■ **Text excerpt**
········
Responding to the data, the author of a new book on families and economics said this afternoon that “many mothers and fathers stay involved with their children even if they don’t live in a traditional married family household.” Nancy Folbre, professor of economics at the University of Massachusetts and author of The Invisible Heart: Economics and Family Values, is available for interviews.

NANCY FOLBRE
“If the increase in single-father households is a signal that fathers want to be more directly involved in child-rearing, that’s good news,” Folbre said today. “But instead of worrying so much about the demographic characteristics of families (whether they are married, live in the same household, what the gender of the household head is), we should be worrying more about parents’ success in staying involved with their children and maintaining a cooperative and healthy relationship with a co-parent.”

Folbre added: “Our current public policies don’t provide adequate help to parents raising children on their own. Custodial parents often don’t get the financial support they need, because states tend to set child support levels too low and to enforce them poorly for all except those receiving public assistance. States have a financial incentive to prosecute poor non-custodial parents, because their child support payments go directly into state coffers to defray public assistance costs rather than to their own children.”
········
■ **Data for the task**
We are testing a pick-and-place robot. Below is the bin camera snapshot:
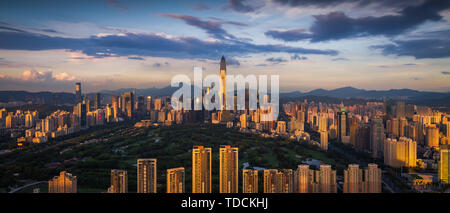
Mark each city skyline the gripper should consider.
[0,0,450,93]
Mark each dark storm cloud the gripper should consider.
[266,0,450,42]
[224,0,264,13]
[371,37,450,59]
[273,0,422,7]
[158,13,247,39]
[0,26,338,59]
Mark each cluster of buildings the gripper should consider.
[49,145,381,193]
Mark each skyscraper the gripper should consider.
[264,169,294,193]
[94,93,101,110]
[122,92,134,118]
[75,82,81,103]
[242,169,258,193]
[384,137,417,168]
[108,169,128,193]
[320,130,328,150]
[370,117,386,158]
[219,56,227,110]
[137,158,157,193]
[438,144,450,184]
[344,164,363,193]
[166,167,185,193]
[192,146,212,193]
[219,146,239,193]
[338,109,347,142]
[364,163,381,193]
[48,171,77,193]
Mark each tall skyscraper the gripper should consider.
[166,167,185,193]
[48,171,77,193]
[338,109,347,142]
[122,92,134,118]
[108,169,128,193]
[320,130,328,150]
[370,117,386,158]
[344,164,363,193]
[425,124,439,147]
[219,146,239,193]
[94,93,101,110]
[384,137,417,168]
[137,158,157,193]
[75,82,81,103]
[438,144,450,184]
[242,169,258,193]
[219,56,227,110]
[192,146,212,193]
[364,163,381,193]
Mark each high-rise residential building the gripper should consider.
[122,92,134,118]
[294,165,315,193]
[219,145,239,193]
[294,165,337,193]
[75,82,81,102]
[242,169,258,193]
[239,114,247,129]
[320,130,328,150]
[166,167,185,193]
[384,137,417,168]
[108,169,128,193]
[425,124,439,147]
[344,164,382,193]
[147,96,152,112]
[370,117,386,158]
[438,144,450,184]
[363,163,381,193]
[153,98,162,110]
[219,56,227,110]
[48,171,77,193]
[137,158,157,193]
[316,164,337,193]
[192,146,212,193]
[94,93,102,110]
[337,109,347,142]
[344,164,363,193]
[264,169,294,193]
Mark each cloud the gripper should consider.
[331,57,350,61]
[224,0,264,13]
[266,57,287,64]
[273,0,421,8]
[106,0,129,11]
[0,25,338,60]
[158,13,247,40]
[192,2,211,10]
[291,54,308,60]
[128,56,145,61]
[264,29,312,41]
[266,0,450,42]
[152,61,170,68]
[370,35,450,59]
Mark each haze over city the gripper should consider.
[0,0,450,92]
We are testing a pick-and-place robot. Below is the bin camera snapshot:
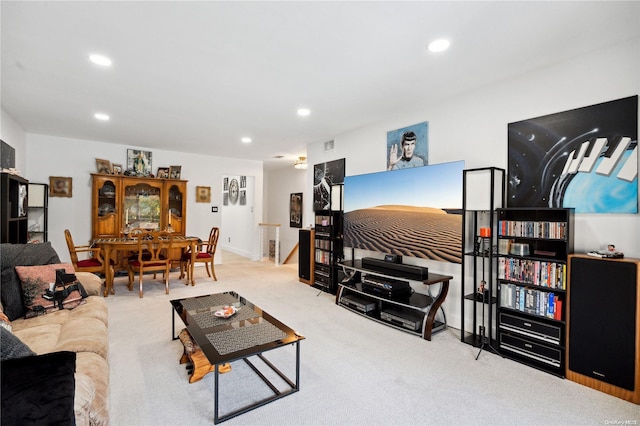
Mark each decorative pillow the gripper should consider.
[16,263,86,318]
[0,241,60,321]
[0,352,76,425]
[0,327,36,362]
[0,312,13,331]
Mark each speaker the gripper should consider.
[298,229,315,284]
[566,255,640,404]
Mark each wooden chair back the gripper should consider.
[129,231,174,297]
[207,227,220,257]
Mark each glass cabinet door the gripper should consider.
[122,183,162,232]
[93,178,118,237]
[167,183,185,235]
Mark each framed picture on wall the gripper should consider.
[96,158,112,175]
[169,166,182,179]
[289,192,302,228]
[156,167,169,179]
[196,186,211,203]
[127,149,151,176]
[49,176,73,198]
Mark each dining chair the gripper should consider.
[129,231,173,297]
[64,229,114,293]
[180,226,220,282]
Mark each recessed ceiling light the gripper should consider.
[89,54,111,67]
[428,38,451,53]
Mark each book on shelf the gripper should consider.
[498,220,567,240]
[500,283,562,321]
[587,250,624,259]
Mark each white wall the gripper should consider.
[265,163,306,263]
[304,39,640,327]
[24,134,263,263]
[0,109,27,172]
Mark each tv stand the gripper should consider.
[336,260,453,340]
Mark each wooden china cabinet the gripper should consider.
[91,174,187,239]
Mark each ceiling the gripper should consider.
[0,0,640,169]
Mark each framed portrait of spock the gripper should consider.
[387,121,429,170]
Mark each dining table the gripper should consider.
[91,235,200,297]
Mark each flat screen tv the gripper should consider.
[344,161,464,263]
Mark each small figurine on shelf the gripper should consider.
[477,280,489,302]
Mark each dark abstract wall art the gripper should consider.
[507,96,638,213]
[313,158,344,211]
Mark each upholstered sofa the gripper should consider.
[0,243,109,425]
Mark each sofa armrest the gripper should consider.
[0,352,76,425]
[76,272,102,296]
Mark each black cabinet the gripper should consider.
[567,255,640,404]
[0,173,29,244]
[497,208,574,377]
[336,259,453,340]
[313,210,344,294]
[298,229,315,284]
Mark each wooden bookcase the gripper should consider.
[497,208,574,377]
[91,174,187,239]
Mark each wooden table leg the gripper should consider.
[424,280,449,340]
[189,241,197,286]
[103,244,114,297]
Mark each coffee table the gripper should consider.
[171,291,304,424]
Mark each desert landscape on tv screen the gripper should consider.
[344,161,464,263]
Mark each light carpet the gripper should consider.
[106,252,640,426]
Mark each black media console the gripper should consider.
[336,258,453,340]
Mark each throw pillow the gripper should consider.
[0,312,13,331]
[0,352,76,425]
[0,241,60,321]
[16,263,86,318]
[0,327,36,362]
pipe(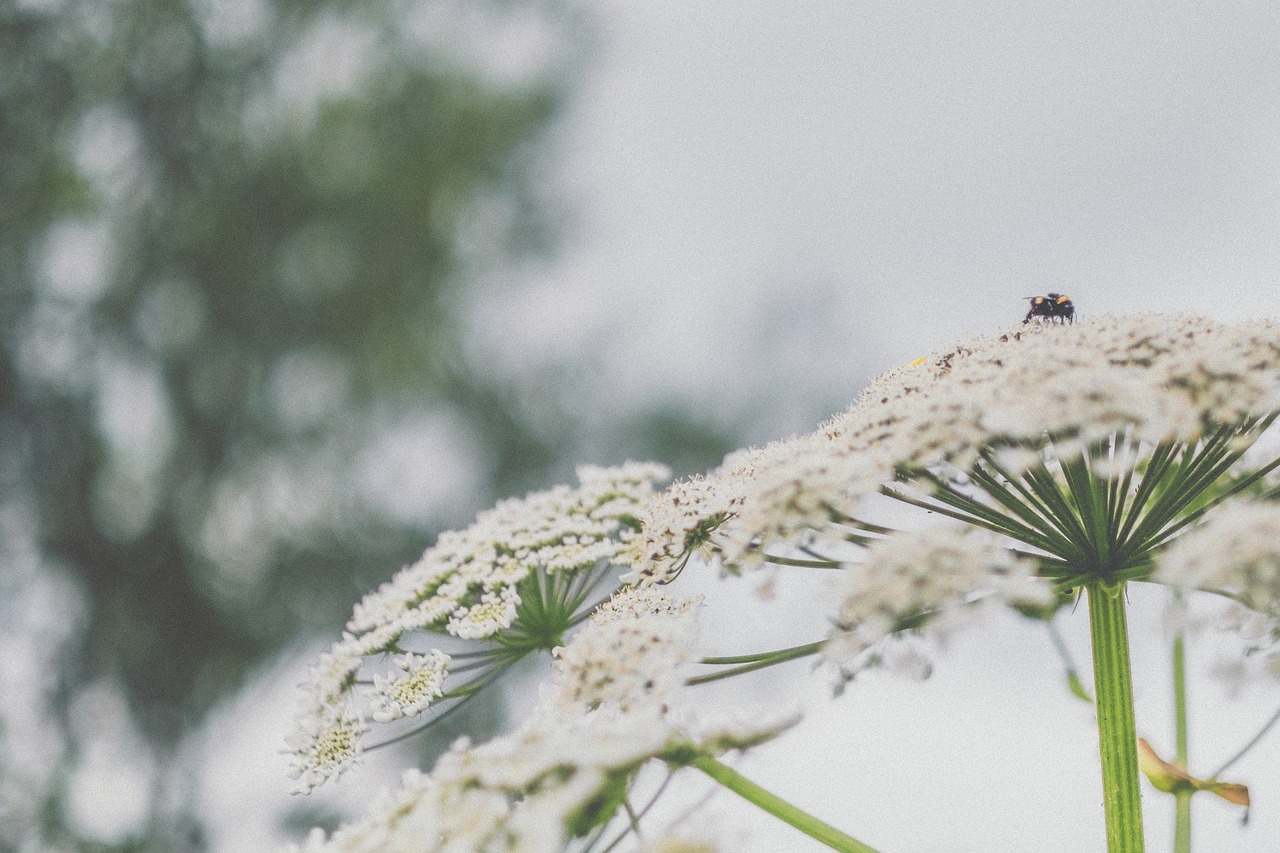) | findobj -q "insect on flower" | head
[1023,293,1075,323]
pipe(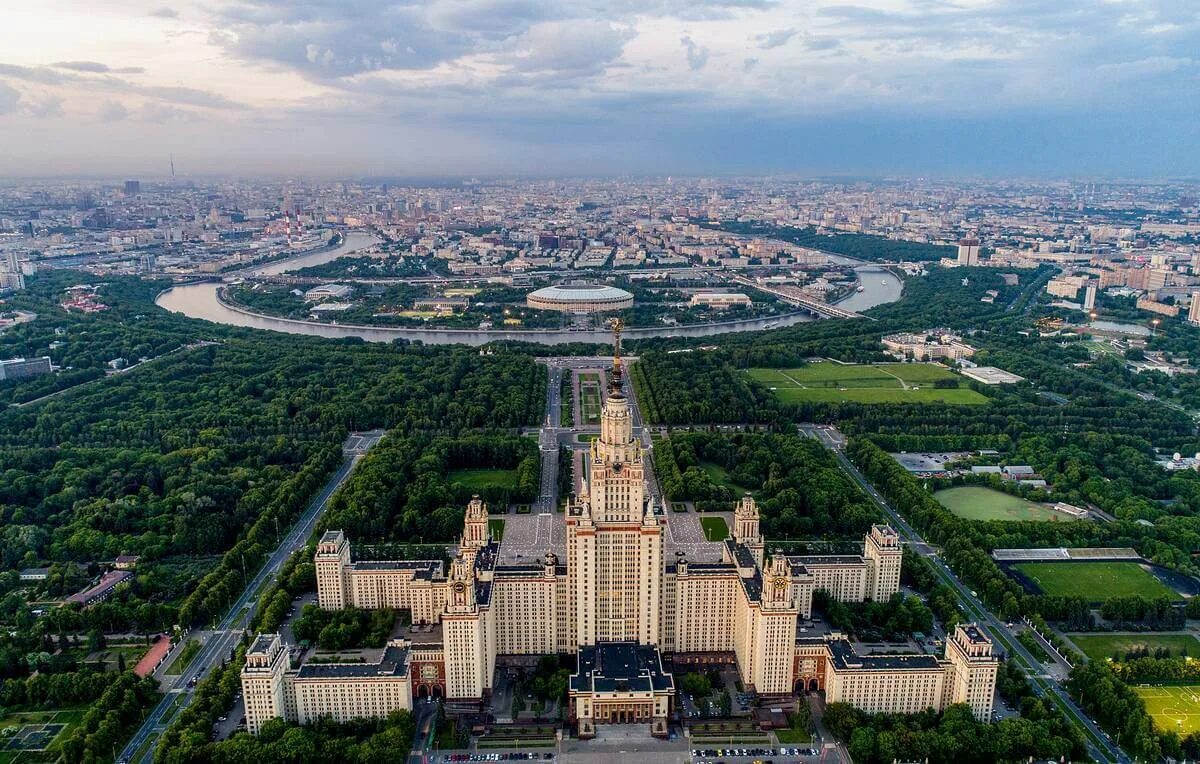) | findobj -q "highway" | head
[118,431,383,762]
[799,425,1133,764]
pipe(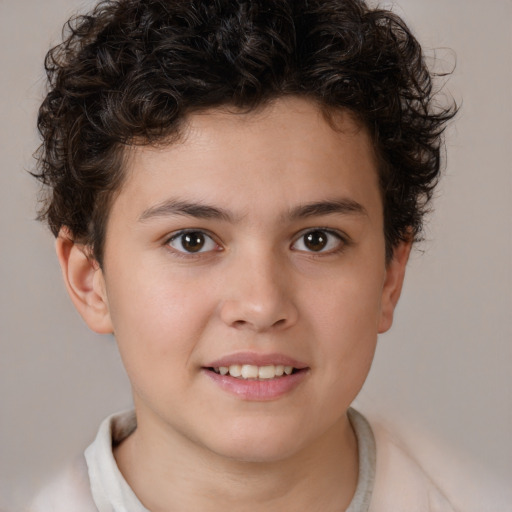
········
■ **Tasks to perform**
- 1) In the text excerpt about Nancy Folbre, at which university is she a professor of economics?
- 2) Gather every line in the records that contains the word "cloud".

■ **Answers to the exercises**
- 1) The University of Massachusetts.

- 2)
Mark each dark storm cloud the gripper should consider.
Mark each cloud the gripper should consider.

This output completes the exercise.